TASK DETAILS:
Search the data below for the word "white" and report how many lines contain it, with no added words.
= = = = = = =
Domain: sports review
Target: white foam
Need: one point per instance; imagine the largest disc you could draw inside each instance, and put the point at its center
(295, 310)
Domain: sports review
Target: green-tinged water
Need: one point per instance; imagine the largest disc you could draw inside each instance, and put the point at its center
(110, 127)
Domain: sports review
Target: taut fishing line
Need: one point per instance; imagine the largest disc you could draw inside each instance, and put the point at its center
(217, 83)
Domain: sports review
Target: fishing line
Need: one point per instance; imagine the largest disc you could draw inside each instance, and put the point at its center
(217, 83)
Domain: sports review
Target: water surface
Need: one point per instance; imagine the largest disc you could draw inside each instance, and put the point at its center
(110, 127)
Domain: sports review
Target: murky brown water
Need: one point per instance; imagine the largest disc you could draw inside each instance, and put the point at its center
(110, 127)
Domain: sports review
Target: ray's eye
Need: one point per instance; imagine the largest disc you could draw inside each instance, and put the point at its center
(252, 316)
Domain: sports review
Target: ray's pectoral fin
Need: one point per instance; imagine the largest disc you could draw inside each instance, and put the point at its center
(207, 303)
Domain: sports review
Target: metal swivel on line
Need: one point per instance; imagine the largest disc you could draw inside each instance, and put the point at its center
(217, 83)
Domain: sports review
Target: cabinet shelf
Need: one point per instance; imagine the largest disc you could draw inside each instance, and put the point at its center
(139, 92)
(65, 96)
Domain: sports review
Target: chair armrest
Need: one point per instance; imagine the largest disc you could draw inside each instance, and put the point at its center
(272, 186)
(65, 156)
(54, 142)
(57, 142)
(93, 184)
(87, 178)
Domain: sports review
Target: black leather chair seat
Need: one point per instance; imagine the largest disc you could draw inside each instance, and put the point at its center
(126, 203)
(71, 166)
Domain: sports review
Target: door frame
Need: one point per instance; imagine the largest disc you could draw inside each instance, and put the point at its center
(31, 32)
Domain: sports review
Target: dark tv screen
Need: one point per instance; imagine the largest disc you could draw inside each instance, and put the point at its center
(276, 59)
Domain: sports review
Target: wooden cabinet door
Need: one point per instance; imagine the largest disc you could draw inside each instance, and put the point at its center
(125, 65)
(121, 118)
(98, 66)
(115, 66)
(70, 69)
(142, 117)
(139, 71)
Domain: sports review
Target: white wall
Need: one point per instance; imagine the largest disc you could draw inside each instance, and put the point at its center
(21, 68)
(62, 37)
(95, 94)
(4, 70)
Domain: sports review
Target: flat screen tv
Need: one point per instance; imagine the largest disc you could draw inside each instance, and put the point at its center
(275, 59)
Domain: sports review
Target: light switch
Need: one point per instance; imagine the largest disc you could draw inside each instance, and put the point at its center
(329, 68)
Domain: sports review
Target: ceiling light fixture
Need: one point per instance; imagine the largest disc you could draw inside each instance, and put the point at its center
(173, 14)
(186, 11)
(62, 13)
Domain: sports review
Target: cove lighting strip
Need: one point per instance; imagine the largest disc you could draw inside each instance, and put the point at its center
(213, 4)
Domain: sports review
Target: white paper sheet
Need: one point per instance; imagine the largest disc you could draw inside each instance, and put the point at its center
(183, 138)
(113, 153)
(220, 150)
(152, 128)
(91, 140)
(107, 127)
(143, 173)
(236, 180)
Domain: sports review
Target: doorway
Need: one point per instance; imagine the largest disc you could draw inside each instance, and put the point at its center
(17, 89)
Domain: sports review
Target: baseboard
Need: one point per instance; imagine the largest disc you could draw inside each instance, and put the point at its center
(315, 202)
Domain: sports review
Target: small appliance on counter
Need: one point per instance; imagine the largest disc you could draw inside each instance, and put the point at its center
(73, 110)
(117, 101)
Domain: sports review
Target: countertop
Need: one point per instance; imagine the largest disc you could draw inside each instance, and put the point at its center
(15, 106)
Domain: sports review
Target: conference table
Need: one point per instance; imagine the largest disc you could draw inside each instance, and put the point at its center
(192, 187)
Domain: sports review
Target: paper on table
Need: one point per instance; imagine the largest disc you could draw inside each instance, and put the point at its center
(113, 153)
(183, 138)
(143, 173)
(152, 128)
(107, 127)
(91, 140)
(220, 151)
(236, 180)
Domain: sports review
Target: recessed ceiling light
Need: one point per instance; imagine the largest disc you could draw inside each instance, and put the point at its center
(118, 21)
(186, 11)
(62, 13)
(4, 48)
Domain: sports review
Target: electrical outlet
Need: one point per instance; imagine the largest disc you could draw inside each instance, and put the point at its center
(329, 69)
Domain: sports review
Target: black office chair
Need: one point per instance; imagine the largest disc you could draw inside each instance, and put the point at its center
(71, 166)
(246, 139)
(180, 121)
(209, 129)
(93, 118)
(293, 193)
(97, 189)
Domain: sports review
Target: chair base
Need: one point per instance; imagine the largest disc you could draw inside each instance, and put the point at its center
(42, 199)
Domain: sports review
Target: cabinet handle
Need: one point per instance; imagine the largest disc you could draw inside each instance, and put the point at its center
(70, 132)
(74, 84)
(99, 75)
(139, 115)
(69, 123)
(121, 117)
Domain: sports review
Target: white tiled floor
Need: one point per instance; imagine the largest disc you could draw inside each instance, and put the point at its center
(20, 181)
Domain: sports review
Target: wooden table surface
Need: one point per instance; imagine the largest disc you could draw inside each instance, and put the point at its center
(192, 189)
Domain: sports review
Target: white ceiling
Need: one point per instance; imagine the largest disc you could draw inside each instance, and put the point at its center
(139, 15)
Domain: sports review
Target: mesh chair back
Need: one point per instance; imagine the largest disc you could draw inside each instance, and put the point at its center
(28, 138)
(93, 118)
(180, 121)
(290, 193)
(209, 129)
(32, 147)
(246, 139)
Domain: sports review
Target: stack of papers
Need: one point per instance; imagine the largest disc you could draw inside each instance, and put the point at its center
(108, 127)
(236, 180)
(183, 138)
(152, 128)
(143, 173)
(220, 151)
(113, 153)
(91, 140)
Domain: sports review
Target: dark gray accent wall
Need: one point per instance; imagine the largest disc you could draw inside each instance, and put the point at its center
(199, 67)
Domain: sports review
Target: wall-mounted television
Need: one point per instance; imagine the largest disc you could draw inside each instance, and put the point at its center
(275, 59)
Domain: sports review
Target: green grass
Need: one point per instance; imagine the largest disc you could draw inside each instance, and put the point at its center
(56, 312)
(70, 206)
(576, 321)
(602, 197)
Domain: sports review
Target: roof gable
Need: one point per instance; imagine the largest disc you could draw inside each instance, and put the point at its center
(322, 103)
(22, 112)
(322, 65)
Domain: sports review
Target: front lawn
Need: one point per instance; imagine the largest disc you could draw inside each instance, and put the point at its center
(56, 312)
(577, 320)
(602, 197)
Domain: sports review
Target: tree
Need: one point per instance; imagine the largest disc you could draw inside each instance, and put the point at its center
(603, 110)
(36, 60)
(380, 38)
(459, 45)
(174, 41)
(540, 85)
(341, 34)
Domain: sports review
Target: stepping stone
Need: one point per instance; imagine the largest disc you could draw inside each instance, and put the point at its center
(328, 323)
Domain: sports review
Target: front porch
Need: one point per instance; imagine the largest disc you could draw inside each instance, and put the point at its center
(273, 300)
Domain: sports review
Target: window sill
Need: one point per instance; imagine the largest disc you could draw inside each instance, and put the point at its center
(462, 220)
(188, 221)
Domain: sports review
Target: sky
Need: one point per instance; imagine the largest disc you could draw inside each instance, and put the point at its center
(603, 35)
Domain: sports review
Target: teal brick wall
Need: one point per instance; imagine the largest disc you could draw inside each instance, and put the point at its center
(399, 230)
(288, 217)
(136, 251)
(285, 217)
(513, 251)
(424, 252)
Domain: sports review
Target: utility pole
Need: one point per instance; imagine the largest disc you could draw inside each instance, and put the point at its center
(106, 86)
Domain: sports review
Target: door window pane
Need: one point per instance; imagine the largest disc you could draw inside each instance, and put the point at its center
= = = = = = =
EXERCISE OUTPUT:
5